PROBLEM DESCRIPTION: Reproduce exactly the span of lines that opens with the line containing "Do you see the rocky mountain" and closes with the last line of the entries below.

DATASET ENTRIES:
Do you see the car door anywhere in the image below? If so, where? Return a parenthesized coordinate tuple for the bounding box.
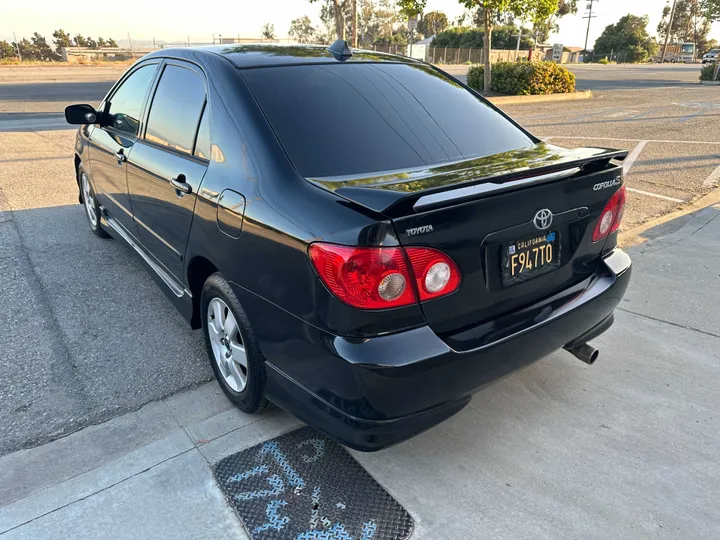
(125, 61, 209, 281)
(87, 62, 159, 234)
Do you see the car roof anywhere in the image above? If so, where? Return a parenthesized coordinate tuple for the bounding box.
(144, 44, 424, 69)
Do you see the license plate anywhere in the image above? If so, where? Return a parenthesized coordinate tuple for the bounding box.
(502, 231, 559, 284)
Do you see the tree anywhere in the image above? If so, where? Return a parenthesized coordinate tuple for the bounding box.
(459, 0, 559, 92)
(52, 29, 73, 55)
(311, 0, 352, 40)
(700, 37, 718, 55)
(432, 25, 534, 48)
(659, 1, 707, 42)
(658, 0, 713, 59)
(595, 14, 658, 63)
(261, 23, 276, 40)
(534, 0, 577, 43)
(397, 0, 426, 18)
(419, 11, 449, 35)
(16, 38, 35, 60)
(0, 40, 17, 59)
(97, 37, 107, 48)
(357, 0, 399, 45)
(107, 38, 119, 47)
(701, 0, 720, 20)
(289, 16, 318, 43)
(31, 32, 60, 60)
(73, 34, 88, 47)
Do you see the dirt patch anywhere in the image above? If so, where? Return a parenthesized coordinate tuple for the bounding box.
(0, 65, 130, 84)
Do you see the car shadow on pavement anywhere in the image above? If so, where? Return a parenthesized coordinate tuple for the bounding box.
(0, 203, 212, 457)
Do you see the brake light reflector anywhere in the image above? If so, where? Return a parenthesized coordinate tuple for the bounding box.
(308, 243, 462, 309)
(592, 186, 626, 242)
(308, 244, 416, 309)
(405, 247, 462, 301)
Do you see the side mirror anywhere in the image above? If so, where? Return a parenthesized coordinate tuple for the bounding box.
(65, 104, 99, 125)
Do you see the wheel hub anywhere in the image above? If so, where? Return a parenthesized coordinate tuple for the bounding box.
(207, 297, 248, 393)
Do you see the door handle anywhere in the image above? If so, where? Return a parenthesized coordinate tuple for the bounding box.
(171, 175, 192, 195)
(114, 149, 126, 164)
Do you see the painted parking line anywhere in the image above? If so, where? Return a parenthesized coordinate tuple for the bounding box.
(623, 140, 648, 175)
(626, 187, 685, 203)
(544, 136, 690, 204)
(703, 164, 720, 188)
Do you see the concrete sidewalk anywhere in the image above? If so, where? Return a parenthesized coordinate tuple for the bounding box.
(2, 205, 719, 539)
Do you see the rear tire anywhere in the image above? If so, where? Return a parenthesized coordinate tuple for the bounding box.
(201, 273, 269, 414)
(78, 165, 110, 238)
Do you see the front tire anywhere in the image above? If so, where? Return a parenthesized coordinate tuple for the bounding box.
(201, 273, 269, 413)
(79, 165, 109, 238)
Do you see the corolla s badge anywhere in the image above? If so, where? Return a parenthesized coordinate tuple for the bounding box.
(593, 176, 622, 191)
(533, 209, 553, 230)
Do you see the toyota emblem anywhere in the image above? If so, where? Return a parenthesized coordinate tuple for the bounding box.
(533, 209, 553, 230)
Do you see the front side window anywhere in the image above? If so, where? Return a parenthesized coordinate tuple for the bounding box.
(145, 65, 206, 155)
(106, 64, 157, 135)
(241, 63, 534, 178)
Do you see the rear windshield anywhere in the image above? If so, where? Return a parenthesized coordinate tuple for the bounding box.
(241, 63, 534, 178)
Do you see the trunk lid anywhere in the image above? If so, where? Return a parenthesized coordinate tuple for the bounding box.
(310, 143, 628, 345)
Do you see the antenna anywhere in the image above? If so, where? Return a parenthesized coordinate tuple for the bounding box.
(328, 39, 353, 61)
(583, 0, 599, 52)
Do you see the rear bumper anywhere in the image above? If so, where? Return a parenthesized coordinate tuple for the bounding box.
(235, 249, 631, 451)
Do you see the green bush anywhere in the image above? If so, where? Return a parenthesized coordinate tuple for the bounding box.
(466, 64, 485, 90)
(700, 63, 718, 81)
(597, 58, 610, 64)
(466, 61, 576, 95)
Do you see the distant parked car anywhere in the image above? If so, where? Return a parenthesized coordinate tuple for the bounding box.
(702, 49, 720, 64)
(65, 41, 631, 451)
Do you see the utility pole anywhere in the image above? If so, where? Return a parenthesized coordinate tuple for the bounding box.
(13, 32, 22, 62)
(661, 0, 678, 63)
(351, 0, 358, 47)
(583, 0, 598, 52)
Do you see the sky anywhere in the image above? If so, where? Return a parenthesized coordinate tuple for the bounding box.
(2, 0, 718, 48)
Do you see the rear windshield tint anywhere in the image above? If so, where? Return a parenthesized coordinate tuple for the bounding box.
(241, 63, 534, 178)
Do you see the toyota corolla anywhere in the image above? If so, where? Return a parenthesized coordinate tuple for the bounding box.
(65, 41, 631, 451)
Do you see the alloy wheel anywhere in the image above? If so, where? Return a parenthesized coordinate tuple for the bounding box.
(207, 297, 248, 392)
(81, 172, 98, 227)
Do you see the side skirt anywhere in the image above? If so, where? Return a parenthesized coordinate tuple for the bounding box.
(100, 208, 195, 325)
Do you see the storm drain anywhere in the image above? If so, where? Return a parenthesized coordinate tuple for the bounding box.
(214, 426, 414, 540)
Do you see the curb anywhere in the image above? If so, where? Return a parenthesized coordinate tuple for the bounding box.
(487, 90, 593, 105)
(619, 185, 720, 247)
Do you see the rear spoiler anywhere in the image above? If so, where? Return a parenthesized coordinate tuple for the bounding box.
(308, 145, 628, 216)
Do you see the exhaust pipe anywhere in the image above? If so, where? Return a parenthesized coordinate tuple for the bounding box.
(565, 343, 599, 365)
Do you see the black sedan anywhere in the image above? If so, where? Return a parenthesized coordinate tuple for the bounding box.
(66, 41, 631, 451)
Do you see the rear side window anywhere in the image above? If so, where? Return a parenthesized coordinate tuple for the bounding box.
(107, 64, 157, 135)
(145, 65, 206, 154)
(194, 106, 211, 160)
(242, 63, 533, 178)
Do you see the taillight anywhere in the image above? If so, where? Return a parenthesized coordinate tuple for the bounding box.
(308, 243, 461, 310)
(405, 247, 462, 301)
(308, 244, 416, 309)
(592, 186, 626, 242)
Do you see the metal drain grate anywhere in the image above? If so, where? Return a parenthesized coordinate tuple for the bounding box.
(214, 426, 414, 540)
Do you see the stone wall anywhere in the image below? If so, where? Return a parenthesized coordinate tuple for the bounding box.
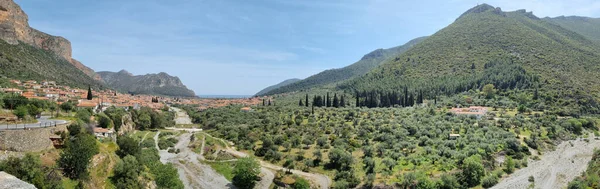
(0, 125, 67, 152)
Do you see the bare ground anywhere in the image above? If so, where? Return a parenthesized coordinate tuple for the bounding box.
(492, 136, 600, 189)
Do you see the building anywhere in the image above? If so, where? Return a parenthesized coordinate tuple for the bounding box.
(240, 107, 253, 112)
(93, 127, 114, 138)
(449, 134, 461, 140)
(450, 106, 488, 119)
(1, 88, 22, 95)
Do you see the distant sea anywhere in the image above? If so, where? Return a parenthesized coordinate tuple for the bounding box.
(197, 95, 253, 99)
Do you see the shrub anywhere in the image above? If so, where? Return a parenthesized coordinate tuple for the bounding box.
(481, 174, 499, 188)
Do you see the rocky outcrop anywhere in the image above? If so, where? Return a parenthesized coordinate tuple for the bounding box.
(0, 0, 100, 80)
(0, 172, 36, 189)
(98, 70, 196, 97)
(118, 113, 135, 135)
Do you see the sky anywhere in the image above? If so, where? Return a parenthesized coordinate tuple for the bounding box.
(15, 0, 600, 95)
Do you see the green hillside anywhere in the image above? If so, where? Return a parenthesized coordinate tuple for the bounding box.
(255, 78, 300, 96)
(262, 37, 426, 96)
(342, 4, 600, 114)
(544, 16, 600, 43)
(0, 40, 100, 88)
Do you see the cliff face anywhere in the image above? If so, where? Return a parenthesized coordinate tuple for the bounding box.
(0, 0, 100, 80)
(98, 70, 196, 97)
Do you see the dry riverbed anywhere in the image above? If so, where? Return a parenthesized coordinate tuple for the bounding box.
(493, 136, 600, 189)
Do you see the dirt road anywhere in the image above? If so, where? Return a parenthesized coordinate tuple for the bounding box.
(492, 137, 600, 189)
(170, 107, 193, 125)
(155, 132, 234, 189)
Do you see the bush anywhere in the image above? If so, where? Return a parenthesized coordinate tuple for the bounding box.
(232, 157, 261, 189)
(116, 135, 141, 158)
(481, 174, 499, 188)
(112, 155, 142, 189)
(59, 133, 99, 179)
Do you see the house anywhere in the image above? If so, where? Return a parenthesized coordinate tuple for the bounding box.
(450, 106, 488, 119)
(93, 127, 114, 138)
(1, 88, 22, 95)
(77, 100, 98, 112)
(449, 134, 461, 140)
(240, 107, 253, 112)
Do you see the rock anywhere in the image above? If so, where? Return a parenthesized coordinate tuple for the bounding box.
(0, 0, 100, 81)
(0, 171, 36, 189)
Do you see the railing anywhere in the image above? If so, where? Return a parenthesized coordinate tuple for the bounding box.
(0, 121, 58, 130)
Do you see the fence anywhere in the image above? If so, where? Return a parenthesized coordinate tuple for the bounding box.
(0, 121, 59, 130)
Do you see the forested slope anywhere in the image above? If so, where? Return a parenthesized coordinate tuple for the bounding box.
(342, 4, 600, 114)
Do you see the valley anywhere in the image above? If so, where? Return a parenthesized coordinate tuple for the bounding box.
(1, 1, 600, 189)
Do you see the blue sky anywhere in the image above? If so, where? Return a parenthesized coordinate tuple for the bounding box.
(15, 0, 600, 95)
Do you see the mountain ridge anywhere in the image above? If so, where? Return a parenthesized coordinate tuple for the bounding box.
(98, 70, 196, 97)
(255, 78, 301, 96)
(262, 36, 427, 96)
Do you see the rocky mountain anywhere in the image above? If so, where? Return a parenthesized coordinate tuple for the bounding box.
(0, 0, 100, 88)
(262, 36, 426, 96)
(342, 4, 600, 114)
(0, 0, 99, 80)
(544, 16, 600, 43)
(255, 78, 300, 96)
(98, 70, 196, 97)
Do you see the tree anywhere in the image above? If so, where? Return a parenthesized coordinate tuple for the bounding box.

EXERCISE SOLUTION:
Do you see the rocky mountain anywhere in the image above? If so, where? Return a parenthesized coordinate tuple for the bounding box.
(0, 0, 100, 88)
(262, 36, 426, 96)
(342, 4, 600, 114)
(0, 0, 99, 80)
(544, 16, 600, 43)
(255, 78, 300, 96)
(98, 70, 196, 97)
Do you see the tree anywhere in the image above? If so, where? Return a parenthesized coordinate tuple for the bounding box.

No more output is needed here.